Each line starting at the one that contains "column 131, row 831" and ending at the one that contains "column 1265, row 609" must be returned exactly, and the rest of the listing is left out.
+ + + +
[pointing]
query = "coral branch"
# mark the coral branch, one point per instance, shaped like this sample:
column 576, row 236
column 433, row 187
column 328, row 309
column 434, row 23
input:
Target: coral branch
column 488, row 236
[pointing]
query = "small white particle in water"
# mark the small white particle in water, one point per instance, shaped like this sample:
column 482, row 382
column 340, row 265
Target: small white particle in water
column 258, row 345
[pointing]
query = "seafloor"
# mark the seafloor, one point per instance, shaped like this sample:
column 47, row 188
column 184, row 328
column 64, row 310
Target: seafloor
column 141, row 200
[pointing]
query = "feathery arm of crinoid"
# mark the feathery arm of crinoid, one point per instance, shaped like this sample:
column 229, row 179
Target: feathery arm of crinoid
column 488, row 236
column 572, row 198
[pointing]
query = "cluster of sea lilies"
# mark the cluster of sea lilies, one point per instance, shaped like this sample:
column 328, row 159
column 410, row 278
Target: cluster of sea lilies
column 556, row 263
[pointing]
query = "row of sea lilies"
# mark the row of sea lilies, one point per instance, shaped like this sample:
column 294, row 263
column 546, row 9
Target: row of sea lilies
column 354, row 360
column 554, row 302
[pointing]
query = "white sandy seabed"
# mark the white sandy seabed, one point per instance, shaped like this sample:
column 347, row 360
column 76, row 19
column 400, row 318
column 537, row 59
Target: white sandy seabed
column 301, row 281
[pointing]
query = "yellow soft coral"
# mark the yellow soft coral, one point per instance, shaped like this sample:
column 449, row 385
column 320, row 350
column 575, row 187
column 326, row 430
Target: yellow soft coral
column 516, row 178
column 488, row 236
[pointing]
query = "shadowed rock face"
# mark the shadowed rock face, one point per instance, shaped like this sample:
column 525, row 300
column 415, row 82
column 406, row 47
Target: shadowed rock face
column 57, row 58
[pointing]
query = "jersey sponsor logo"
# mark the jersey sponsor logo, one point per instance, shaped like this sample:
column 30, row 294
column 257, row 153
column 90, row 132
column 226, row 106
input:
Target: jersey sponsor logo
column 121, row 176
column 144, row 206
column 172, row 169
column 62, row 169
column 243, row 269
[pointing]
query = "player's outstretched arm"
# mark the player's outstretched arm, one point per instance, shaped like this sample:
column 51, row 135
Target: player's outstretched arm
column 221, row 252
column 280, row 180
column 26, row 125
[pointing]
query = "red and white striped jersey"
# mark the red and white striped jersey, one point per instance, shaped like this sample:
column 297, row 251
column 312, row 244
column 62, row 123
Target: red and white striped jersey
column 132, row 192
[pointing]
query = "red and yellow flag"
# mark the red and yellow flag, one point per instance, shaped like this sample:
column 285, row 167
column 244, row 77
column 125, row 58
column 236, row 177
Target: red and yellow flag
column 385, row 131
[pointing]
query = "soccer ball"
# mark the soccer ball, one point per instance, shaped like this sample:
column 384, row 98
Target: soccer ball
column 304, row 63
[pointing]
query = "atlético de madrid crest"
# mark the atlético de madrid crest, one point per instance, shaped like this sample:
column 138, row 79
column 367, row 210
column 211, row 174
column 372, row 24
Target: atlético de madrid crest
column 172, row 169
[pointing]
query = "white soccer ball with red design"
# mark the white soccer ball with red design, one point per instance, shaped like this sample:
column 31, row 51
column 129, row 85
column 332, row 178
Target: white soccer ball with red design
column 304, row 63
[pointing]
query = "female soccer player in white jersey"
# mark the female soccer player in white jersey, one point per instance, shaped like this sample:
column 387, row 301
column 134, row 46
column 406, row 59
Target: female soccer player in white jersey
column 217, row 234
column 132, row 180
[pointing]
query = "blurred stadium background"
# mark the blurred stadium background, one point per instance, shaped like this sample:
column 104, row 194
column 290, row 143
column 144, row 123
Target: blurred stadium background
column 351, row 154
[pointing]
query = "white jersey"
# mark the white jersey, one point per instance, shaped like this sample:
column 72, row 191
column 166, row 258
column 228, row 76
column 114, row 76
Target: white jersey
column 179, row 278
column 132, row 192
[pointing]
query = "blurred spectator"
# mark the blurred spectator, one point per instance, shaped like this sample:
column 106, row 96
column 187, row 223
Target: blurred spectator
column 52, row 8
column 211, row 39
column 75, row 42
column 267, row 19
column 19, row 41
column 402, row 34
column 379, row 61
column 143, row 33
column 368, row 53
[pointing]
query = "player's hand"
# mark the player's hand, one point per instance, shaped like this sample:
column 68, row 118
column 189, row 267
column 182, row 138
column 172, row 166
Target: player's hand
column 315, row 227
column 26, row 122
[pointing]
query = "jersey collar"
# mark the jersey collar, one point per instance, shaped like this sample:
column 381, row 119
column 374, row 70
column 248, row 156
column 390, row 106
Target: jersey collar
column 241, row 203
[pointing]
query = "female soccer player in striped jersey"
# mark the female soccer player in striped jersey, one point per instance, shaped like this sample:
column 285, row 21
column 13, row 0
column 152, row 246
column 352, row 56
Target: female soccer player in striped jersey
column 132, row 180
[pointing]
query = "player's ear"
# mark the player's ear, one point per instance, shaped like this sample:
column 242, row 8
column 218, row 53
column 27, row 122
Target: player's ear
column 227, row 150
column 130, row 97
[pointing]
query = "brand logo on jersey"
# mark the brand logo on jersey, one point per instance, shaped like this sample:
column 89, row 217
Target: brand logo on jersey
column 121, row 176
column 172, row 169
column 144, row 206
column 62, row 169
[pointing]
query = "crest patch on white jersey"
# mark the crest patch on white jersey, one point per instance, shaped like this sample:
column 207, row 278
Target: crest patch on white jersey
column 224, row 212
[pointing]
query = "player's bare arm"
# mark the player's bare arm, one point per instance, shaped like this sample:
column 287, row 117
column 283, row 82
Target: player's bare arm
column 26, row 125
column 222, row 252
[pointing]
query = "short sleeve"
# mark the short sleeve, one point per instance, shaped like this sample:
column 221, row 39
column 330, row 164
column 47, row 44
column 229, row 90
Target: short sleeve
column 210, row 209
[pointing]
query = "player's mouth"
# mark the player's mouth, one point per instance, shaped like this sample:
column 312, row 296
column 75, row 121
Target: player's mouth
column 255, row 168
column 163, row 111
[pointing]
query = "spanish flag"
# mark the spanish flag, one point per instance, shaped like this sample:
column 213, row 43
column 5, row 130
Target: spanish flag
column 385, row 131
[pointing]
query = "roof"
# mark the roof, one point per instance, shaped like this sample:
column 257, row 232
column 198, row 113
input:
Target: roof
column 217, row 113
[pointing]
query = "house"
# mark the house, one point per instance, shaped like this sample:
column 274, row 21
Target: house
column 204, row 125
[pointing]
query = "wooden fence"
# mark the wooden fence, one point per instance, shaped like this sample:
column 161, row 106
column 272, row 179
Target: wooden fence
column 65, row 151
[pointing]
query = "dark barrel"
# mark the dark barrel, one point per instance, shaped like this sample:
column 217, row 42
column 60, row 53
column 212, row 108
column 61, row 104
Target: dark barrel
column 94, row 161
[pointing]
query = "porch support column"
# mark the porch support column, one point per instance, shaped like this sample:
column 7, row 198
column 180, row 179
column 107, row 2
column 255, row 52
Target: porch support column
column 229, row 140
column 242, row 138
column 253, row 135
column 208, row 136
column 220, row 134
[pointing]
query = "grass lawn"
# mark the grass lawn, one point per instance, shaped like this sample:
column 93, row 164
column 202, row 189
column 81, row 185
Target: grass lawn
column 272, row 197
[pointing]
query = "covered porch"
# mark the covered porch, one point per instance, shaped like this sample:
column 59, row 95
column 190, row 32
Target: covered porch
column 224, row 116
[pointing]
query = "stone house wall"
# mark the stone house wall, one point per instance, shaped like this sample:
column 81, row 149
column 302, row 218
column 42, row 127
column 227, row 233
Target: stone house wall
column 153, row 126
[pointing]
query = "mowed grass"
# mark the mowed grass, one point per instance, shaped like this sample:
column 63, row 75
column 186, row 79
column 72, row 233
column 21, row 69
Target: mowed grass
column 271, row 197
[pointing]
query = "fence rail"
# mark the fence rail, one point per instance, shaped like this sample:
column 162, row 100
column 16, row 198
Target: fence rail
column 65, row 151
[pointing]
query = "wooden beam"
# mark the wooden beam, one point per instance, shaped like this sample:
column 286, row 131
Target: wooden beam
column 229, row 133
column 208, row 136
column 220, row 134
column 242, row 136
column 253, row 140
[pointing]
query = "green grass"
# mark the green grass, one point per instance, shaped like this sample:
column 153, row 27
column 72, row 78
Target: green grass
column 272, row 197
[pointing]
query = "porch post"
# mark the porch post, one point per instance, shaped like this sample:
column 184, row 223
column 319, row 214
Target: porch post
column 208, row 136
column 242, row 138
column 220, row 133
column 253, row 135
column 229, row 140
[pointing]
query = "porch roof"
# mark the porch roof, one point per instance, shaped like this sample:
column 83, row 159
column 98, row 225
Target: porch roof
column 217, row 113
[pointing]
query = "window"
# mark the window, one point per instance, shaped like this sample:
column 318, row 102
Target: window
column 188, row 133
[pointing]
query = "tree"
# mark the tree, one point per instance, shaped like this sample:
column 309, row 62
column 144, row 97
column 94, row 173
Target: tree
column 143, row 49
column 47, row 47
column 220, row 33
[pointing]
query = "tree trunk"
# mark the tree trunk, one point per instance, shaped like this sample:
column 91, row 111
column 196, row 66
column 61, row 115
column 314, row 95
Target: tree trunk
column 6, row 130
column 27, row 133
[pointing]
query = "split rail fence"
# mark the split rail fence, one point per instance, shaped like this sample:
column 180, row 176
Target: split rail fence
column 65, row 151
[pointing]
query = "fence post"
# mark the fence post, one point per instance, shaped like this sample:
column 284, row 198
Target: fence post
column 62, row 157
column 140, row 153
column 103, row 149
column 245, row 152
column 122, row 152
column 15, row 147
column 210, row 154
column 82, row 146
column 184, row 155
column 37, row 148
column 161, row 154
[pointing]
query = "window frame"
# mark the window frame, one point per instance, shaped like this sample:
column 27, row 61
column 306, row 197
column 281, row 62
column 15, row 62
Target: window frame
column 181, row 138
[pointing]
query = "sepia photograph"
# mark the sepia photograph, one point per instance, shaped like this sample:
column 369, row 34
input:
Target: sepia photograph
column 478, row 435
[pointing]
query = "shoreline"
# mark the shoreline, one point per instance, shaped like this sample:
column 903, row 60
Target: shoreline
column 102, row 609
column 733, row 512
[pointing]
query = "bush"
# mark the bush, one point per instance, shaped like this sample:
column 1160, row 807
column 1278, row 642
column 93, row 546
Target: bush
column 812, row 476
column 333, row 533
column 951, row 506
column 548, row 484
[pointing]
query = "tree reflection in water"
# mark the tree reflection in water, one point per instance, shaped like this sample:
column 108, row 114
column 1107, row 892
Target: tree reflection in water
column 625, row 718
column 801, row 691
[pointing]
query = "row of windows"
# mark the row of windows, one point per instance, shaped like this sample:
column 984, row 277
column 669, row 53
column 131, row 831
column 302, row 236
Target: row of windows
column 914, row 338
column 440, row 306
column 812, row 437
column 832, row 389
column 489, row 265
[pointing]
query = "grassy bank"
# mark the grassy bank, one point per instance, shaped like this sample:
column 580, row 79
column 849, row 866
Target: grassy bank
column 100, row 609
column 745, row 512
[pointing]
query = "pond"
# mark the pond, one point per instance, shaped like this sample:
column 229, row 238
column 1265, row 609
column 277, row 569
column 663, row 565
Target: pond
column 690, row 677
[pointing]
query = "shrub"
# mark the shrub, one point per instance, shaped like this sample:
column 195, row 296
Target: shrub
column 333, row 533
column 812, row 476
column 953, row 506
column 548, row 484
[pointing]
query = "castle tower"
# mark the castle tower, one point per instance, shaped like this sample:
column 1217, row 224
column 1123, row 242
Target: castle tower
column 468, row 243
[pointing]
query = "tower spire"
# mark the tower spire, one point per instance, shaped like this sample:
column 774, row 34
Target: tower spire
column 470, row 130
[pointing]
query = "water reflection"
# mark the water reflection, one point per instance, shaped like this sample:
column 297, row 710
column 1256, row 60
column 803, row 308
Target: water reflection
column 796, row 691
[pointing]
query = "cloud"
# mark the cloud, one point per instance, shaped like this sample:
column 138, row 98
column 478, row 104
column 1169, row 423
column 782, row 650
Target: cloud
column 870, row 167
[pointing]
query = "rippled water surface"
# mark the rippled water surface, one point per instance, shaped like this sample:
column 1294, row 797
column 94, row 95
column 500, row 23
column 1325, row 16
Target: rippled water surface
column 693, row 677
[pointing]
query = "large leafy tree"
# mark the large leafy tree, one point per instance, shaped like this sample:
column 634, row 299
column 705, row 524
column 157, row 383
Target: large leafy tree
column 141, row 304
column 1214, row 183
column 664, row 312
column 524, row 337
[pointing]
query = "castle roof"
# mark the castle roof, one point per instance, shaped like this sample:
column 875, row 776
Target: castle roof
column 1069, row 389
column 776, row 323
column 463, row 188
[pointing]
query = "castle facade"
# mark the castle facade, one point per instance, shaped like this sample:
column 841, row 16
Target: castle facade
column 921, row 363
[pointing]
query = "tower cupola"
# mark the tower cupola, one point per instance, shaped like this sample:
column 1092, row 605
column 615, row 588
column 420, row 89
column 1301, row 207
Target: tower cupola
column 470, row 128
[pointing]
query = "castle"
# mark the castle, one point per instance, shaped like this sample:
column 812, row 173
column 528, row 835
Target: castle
+ + + +
_TASK RESULT_
column 131, row 831
column 302, row 236
Target: row of windows
column 914, row 338
column 440, row 306
column 812, row 437
column 832, row 389
column 489, row 265
[pointing]
query = "grassy bank"
# mark the grassy bank, one point per instance, shaped like this sample:
column 580, row 79
column 849, row 866
Target: grassy bank
column 100, row 609
column 745, row 512
[pointing]
query = "pond"
# mark the pond, one point per instance, shaped like this sample:
column 229, row 238
column 1265, row 609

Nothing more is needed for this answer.